What the task asks: Please convert the lines from the one containing "Place a marker on the rock" through the end of the records, both included, into a Markdown table with the columns Row and Line text, leaving out blank lines.

Extracted material:
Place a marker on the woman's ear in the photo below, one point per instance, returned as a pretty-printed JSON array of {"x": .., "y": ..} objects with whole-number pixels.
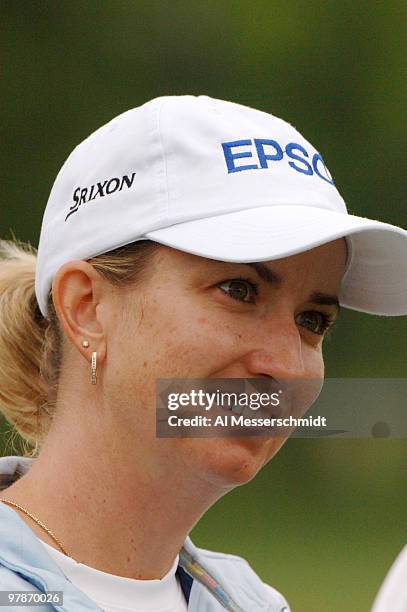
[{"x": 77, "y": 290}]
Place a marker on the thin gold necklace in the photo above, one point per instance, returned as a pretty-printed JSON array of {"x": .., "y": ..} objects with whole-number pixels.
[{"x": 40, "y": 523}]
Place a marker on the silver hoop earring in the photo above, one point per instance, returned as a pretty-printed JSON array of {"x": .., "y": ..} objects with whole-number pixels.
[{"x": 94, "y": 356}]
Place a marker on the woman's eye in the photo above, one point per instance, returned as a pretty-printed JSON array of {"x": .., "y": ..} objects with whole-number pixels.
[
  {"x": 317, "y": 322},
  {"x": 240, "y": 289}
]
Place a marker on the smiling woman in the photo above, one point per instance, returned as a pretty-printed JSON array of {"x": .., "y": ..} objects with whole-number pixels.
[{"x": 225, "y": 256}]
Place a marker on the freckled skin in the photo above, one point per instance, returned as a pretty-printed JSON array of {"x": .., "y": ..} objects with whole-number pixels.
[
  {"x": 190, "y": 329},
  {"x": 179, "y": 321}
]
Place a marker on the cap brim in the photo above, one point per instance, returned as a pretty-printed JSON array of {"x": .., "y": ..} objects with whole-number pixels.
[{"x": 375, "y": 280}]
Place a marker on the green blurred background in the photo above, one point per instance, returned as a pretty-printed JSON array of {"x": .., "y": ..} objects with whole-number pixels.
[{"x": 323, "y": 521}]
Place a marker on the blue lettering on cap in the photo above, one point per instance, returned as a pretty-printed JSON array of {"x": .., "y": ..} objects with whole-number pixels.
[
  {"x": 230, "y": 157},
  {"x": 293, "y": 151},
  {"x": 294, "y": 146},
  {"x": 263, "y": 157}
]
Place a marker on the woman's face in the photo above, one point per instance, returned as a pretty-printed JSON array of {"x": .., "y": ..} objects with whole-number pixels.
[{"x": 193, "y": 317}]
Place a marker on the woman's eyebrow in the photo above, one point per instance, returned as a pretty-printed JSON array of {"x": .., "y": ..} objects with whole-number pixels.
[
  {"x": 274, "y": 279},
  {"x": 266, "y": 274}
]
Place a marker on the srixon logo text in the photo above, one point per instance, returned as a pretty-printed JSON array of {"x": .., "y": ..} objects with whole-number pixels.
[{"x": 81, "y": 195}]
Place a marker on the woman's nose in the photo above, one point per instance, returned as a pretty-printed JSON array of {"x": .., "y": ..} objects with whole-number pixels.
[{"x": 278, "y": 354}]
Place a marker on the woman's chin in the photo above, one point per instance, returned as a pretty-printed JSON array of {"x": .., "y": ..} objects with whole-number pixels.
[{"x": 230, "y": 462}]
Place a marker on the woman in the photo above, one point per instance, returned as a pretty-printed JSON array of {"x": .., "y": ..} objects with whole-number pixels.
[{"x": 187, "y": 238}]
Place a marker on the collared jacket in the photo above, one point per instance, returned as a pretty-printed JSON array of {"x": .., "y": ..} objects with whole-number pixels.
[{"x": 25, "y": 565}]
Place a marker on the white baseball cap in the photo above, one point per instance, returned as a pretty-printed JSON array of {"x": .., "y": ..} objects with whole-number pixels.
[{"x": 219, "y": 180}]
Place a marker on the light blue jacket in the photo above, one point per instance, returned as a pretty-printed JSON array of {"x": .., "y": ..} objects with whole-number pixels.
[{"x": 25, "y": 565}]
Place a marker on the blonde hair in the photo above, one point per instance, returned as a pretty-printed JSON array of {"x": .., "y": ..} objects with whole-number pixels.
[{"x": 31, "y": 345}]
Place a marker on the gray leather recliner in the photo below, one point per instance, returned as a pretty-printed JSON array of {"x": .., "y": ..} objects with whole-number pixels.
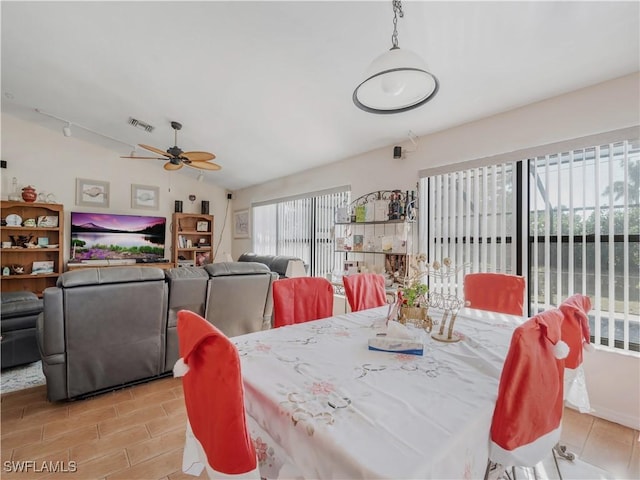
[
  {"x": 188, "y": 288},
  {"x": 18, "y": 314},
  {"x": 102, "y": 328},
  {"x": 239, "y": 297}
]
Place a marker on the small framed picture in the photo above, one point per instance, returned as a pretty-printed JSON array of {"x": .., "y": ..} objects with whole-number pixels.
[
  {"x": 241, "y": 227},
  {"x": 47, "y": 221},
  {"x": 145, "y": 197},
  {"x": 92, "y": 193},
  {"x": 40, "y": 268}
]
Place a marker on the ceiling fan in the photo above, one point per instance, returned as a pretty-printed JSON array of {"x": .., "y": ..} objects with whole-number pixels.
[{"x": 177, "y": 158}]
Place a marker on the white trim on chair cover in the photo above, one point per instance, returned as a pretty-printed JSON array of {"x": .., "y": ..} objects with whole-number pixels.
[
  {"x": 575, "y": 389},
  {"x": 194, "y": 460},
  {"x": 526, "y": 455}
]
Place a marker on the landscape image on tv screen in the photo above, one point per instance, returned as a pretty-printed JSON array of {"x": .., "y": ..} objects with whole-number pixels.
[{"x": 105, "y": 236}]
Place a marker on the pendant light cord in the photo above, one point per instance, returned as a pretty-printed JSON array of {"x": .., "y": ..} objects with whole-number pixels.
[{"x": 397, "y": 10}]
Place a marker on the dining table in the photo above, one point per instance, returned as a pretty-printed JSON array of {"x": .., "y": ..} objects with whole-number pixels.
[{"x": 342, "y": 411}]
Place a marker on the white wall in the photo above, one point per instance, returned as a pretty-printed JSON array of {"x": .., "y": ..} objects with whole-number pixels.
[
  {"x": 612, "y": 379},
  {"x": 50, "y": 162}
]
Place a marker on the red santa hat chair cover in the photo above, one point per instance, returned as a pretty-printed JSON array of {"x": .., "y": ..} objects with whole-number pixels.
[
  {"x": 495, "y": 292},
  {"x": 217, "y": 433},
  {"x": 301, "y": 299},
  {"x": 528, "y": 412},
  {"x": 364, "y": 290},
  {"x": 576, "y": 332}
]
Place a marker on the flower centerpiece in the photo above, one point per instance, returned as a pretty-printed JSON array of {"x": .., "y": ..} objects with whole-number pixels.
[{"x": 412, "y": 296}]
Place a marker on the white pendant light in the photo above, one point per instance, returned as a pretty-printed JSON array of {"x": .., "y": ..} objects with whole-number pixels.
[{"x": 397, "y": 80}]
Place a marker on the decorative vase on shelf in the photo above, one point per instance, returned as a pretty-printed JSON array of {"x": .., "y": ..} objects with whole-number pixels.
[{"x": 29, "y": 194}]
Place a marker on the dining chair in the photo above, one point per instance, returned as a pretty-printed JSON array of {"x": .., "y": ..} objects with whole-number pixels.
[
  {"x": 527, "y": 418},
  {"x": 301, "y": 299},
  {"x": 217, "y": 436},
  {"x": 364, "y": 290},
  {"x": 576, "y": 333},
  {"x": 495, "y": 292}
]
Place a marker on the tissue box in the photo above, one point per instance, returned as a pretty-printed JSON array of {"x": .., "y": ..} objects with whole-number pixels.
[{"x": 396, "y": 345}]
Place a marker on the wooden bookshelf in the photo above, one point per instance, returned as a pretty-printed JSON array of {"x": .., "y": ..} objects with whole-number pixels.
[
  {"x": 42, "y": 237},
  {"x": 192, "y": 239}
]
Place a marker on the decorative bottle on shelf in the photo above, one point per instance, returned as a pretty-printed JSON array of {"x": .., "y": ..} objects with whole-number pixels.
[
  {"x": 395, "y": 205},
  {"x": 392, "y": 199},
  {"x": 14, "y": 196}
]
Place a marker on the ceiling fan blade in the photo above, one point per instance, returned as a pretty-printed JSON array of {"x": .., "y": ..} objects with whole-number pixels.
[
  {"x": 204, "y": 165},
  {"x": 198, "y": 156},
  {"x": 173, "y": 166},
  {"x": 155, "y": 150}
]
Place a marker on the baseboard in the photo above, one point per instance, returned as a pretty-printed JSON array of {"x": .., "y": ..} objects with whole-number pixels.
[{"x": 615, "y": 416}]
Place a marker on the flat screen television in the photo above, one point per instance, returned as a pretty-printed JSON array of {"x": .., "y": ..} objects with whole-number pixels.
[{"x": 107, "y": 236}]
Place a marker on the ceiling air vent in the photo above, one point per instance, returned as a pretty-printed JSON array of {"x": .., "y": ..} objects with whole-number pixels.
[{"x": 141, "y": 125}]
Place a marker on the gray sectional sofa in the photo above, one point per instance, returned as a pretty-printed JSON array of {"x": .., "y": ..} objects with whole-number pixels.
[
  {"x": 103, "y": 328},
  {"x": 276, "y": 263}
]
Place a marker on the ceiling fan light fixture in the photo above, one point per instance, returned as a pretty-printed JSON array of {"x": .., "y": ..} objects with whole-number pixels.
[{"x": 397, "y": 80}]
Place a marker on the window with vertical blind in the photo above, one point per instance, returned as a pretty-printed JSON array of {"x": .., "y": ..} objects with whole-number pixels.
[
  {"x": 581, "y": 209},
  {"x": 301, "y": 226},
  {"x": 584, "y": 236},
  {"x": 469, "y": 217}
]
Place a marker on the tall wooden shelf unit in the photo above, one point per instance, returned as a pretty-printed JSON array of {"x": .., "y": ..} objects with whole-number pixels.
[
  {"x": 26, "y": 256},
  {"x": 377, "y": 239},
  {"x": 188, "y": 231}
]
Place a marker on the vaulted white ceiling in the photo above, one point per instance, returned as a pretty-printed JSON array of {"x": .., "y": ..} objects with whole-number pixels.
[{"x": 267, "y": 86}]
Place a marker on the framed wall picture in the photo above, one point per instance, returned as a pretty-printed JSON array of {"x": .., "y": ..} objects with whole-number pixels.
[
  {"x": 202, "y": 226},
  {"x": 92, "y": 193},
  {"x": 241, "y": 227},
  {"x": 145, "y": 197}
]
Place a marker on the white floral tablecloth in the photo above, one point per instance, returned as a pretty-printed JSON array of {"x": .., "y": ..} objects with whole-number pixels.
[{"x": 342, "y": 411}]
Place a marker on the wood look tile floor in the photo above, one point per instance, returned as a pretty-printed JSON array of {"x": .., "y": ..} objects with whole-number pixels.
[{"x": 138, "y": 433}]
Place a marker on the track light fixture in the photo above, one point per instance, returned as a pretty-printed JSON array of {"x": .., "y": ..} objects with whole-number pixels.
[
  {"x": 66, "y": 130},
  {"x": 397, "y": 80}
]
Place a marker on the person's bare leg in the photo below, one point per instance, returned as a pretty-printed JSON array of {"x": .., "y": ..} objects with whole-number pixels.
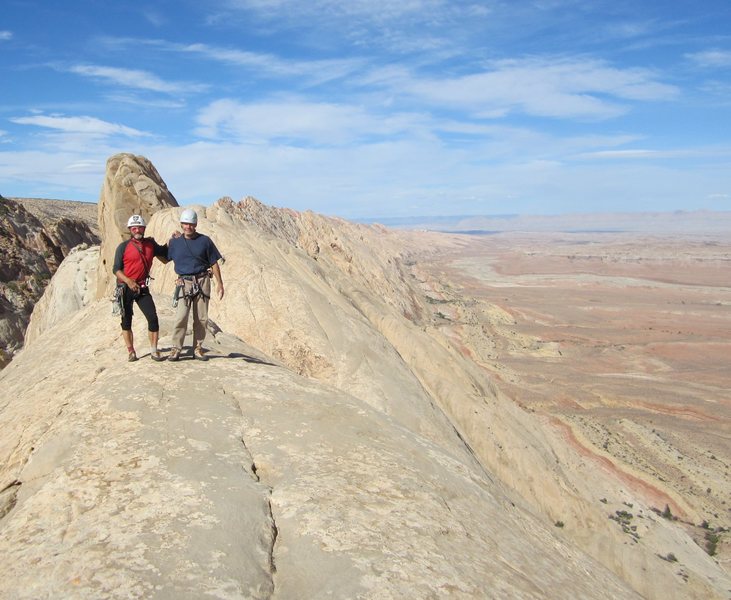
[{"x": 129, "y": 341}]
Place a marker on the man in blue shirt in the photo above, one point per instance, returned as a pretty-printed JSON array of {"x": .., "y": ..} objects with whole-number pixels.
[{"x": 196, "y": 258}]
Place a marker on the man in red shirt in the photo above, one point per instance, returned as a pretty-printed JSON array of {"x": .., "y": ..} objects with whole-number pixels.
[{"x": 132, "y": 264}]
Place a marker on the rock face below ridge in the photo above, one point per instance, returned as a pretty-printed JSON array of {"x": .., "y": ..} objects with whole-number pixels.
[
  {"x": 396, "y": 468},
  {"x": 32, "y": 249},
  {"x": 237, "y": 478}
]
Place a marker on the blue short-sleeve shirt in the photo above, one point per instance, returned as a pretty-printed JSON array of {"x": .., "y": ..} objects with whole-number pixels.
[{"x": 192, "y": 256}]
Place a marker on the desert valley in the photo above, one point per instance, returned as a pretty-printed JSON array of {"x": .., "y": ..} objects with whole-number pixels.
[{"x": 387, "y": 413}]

Response to this task:
| Row | Line text |
|---|---|
| 1 | Place a marker on the rock face below ridge in the photo above, one point per instance, returned as a pretty-printed JSON array of {"x": .., "y": ..} objects with whole-number pixels. |
| 2 | [ |
| 3 |   {"x": 396, "y": 468}, |
| 4 |   {"x": 32, "y": 249}, |
| 5 |   {"x": 237, "y": 478} |
| 6 | ] |
| 7 | Place a marker on the blue short-sleeve shirt in the photo above, one point per instance, returned as a pretty-printed JSON array of {"x": .., "y": ..} objects with whole-number pixels. |
| 8 | [{"x": 192, "y": 256}] |
| 9 | Place a marker on the desert valley in the photo above, one point per instance, returned as a pretty-printed JSON array of {"x": .., "y": ..} objects with whole-number pixels. |
| 10 | [{"x": 387, "y": 413}] |